- **Page**
********

La pratique du sport forge et révèle le caractère, m’a permis d’endurcir mon mental, de faire preuve de davantage de résilience, d’avoir encore davantage cette rage de vaincre et tout surmonter. D’accepter l’échec comme la réussite, mais de toujours remonter en selle. De se laisser le temps de vivre ses coups de mou, de les accepter, pour mieux rebondir et repartir en piste. D’apprendre à davantage sortir de ma zone de confort à chaque fois, de repousser les limites de ce que je sentais capable, pour aller toujours plus loin. D’oser, de prendre confiance en moi, de rêver, de m’affirmer, et de vivre pleinement.

Le partage pour valeur

Et puis, il n’y a pas que la carotte de la perf’, du chrono ou du défi qui me motivent. Au-delà des questions de chronos à aller chercher, de courses à ajouter au palmarès, il y a avant tout la notion de partage. Et oui, bien qu’assez individuelle, la pratique sportive peut tout aussi bien être collective.

********

Entrées de données:
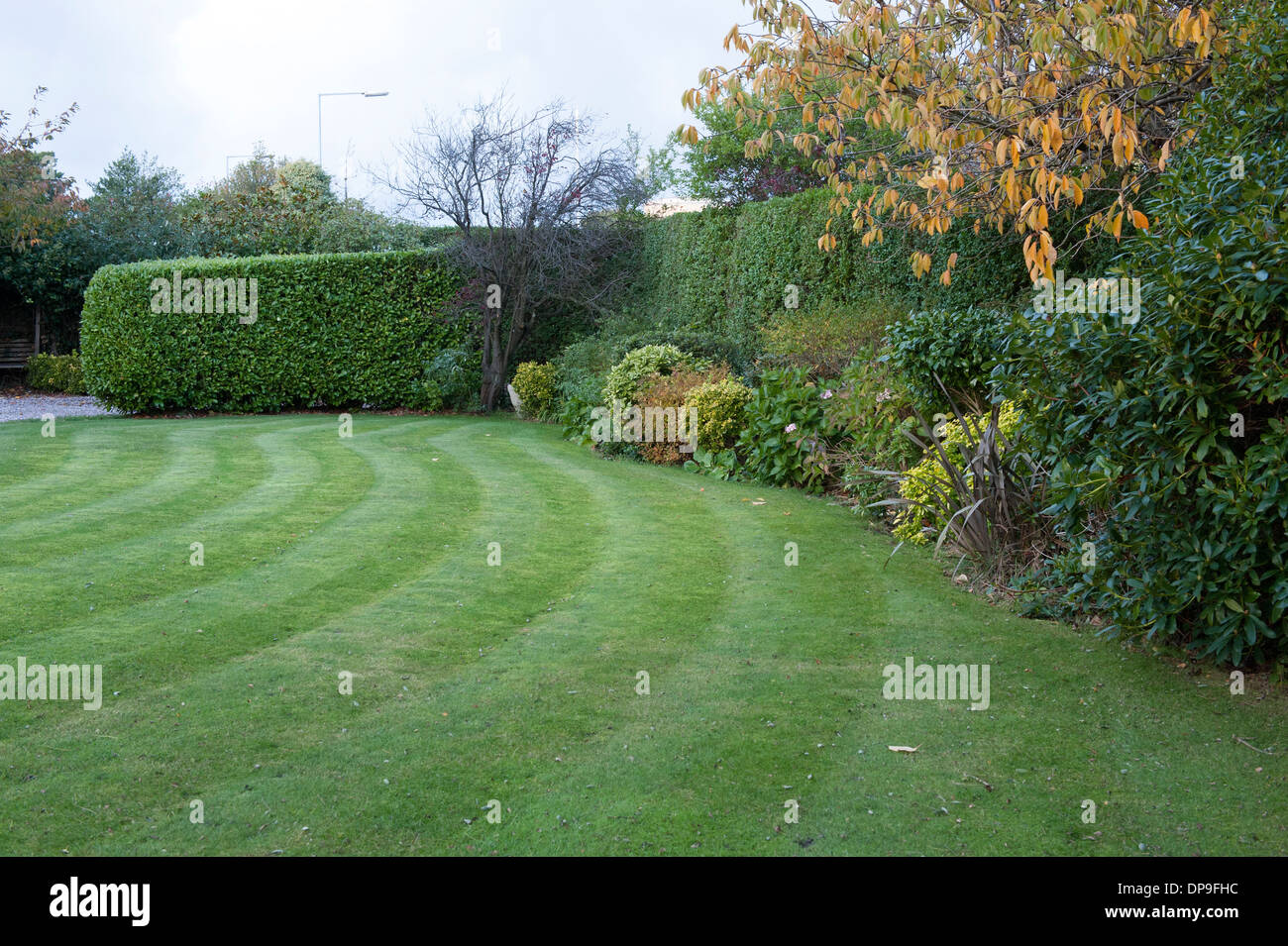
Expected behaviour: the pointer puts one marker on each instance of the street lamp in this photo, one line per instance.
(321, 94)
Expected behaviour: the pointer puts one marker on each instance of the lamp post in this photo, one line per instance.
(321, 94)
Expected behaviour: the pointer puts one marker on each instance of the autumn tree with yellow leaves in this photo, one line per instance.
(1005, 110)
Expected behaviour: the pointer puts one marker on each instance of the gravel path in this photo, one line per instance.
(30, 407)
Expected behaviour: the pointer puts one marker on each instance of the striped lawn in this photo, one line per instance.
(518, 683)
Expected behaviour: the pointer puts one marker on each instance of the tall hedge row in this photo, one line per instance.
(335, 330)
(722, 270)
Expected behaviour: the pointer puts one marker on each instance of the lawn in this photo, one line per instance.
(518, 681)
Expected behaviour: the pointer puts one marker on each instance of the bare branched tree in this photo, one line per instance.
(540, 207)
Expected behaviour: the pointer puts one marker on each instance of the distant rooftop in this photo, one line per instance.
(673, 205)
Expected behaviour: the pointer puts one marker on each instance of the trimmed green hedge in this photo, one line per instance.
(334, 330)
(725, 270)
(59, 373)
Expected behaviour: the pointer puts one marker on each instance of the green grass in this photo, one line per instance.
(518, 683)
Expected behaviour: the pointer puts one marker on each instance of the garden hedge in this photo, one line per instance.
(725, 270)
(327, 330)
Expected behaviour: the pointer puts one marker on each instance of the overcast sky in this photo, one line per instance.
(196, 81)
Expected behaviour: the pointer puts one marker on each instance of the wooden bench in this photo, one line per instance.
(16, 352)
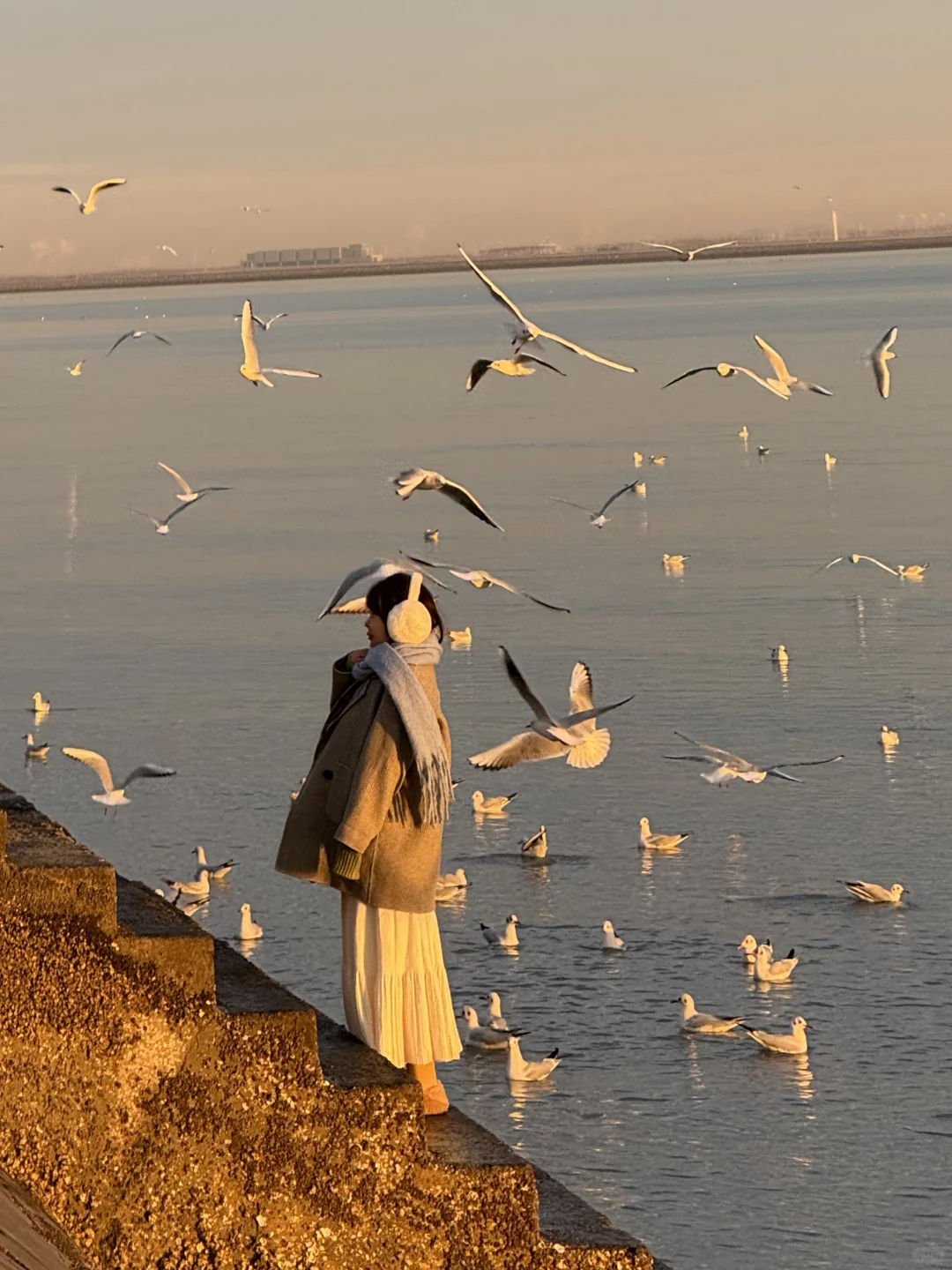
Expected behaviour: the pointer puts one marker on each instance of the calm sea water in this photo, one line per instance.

********

- **Consignes de l'exercice**
1. Dans le texte sur la pratique du sport, relevez tous les verbes à l'infinitif de la phrase qui commence par « D'oser ».
2. Reproduisez à l'identique le passage du texte sur la pratique du sport allant de « Le partage pour » jusqu'à « bien être collective. ».

- **Résultats obtenus**
1. oser, prendre, rêver, affirmer (m'affirmer), vivre

2.
Le partage pour valeur

Et puis, il n’y a pas que la carotte de la perf’, du chrono ou du défi qui me motivent. Au-delà des questions de chronos à aller chercher, de courses à ajouter au palmarès, il y a avant tout la notion de partage. Et oui, bien qu’assez individuelle, la pratique sportive peut tout aussi bien être collective.